**EXERCISE REQUIREMENTS:** Reproduce the listing below with every "annotate" changed to "mark" and everything else left as it stands. Omit the pictures from your answer.

**SUPPLIED MATERIAL:**
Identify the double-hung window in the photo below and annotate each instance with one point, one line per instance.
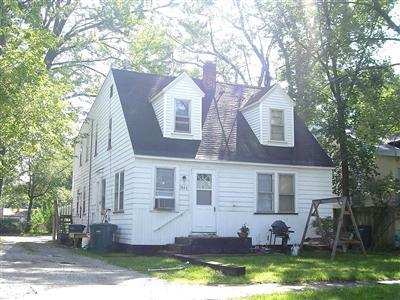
(204, 189)
(103, 195)
(119, 191)
(165, 189)
(265, 193)
(182, 116)
(286, 193)
(277, 125)
(84, 200)
(96, 138)
(80, 154)
(109, 134)
(87, 149)
(78, 195)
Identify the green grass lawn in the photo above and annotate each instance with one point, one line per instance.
(375, 292)
(310, 267)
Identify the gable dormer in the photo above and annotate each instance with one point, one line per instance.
(271, 117)
(178, 108)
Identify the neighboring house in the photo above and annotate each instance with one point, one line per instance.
(167, 162)
(388, 159)
(13, 213)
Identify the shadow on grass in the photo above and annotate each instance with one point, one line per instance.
(278, 268)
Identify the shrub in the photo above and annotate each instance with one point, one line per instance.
(10, 226)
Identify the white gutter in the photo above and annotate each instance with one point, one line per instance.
(209, 161)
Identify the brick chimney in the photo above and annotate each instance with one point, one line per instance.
(209, 84)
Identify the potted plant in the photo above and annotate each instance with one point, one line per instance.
(244, 231)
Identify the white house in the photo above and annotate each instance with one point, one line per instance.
(177, 156)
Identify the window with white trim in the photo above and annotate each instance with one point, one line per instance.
(78, 195)
(84, 200)
(96, 138)
(286, 193)
(265, 193)
(277, 125)
(119, 191)
(182, 116)
(109, 134)
(87, 149)
(165, 189)
(103, 195)
(204, 189)
(80, 154)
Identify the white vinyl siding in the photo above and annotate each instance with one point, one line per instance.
(109, 137)
(84, 201)
(234, 193)
(119, 191)
(158, 106)
(103, 195)
(96, 138)
(106, 163)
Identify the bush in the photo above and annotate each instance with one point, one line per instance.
(10, 227)
(41, 222)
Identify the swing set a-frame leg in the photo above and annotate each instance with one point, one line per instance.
(338, 229)
(306, 227)
(355, 227)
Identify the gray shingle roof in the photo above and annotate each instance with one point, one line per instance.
(135, 89)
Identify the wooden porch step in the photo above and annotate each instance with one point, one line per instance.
(229, 270)
(350, 242)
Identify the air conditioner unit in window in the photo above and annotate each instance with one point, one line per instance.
(165, 203)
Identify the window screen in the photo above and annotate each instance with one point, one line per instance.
(164, 193)
(286, 193)
(182, 116)
(277, 125)
(265, 193)
(119, 191)
(204, 189)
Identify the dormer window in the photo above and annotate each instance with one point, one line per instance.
(182, 116)
(277, 125)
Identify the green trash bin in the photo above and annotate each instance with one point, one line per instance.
(102, 237)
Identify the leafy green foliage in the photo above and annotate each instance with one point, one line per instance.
(10, 226)
(151, 51)
(348, 293)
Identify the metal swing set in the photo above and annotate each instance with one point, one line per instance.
(345, 209)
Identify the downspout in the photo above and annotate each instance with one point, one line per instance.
(90, 174)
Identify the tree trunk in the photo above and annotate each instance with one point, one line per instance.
(55, 219)
(28, 224)
(343, 151)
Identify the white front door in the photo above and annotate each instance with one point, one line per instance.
(203, 208)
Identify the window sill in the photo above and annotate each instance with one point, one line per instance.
(182, 133)
(161, 210)
(276, 213)
(278, 142)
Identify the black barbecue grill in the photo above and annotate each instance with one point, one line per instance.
(279, 229)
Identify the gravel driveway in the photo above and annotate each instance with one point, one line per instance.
(36, 268)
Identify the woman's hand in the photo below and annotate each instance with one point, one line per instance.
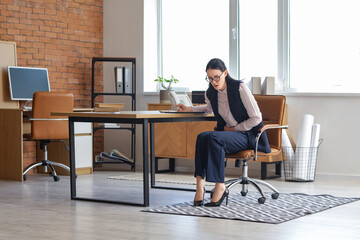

**TASK SOLUTION:**
Identify the double-hung window in the photo below and mark each instance with one point, one line per instance.
(204, 189)
(103, 195)
(119, 191)
(165, 189)
(265, 193)
(182, 116)
(286, 193)
(277, 125)
(84, 200)
(96, 138)
(80, 154)
(109, 134)
(87, 149)
(78, 195)
Identify the green grass lawn in the photo above and mark each instance with one point, one line per instance.
(375, 292)
(310, 267)
Identify the gable dormer in the photo above and mark each instance with one point, one line per instance.
(271, 117)
(178, 108)
Identify the neighboring house in the photo above and mark each instance with one point, one line per instance.
(167, 162)
(388, 159)
(13, 213)
Identify the shadow on grass in the photo above and mark each instance with one point, one line per instance.
(278, 268)
Identify the shrub in the photo above and mark each instance with one point, one line per instance.
(10, 226)
Identify the white gutter in the photo above and mark each instance with one point, one line per instance.
(209, 161)
Identify the brick chimney in the photo above and mark each instance with one point, one line per instance.
(209, 84)
Identify the potted plant in the photo above and mark each instance with one point, one line per instance.
(244, 231)
Identify the white house in the photo above and mark each instance with one point, one line per instance.
(177, 156)
Identify the window with white trim in the photo above and mark each instance with one point, one line per instance.
(78, 195)
(84, 200)
(96, 138)
(286, 193)
(265, 193)
(277, 125)
(119, 191)
(182, 116)
(109, 134)
(87, 149)
(165, 189)
(103, 195)
(204, 189)
(80, 154)
Identify the white vinyl siding in the photo above and mark each instance with one point, one line per instance.
(109, 137)
(84, 201)
(234, 193)
(119, 191)
(158, 106)
(103, 195)
(96, 138)
(106, 163)
Identify the bush in the photo above and mark each instance with one point, one line per instance.
(10, 227)
(41, 222)
Identify the swing set a-frame leg in the photo above and mark each instance with one point, one line per instance.
(338, 229)
(306, 227)
(355, 227)
Identify the gray shingle roof in the photo above and mark each instance with one point, one line per instance.
(135, 89)
Identify the wooden porch step in the photo above and mark each instance with one point, one line per instance.
(229, 270)
(350, 242)
Identify the air conditioner unit in window in the photo above and mark each instance with one point, one line per instance.
(165, 203)
Identify the window screen in the photo above and mark each instance with one point, one line per instance.
(164, 193)
(286, 193)
(182, 116)
(277, 125)
(265, 193)
(119, 191)
(204, 189)
Identify the dormer window in the photo above and mark each instance with one point, one line per instance.
(182, 116)
(277, 125)
Identify the green trash bin in the photo above and mark each instance with one point, one line per instance.
(102, 237)
Identify the leafy green foliage in the photo above and mark each instance with one point, one line per instance.
(10, 226)
(151, 51)
(348, 293)
Identify the metal swing set in the photo above and mark each instance with one point, one line per instance.
(345, 209)
Identify the downspout in the photo above and mark each instance with one point, one line per instance.
(90, 174)
Identify the tree trunk in the photo above and mark each instance with one point, one line per instance.
(55, 219)
(28, 224)
(343, 151)
Identify the white front door in the photo above and mark each instance with one point, one line per instance.
(203, 208)
Identify the window sill in the photo above and mark each instance with one point, one line per instance.
(182, 133)
(161, 210)
(276, 213)
(278, 142)
Identify the black barbecue grill in the photo above and mark each instance with one point, one line per instance.
(279, 229)
Identify the gravel driveway in the photo above and mark each instance with one point, one line per instance.
(36, 268)
Identify the woman's hand in the photo below and mark each instance with one point, one line per instance.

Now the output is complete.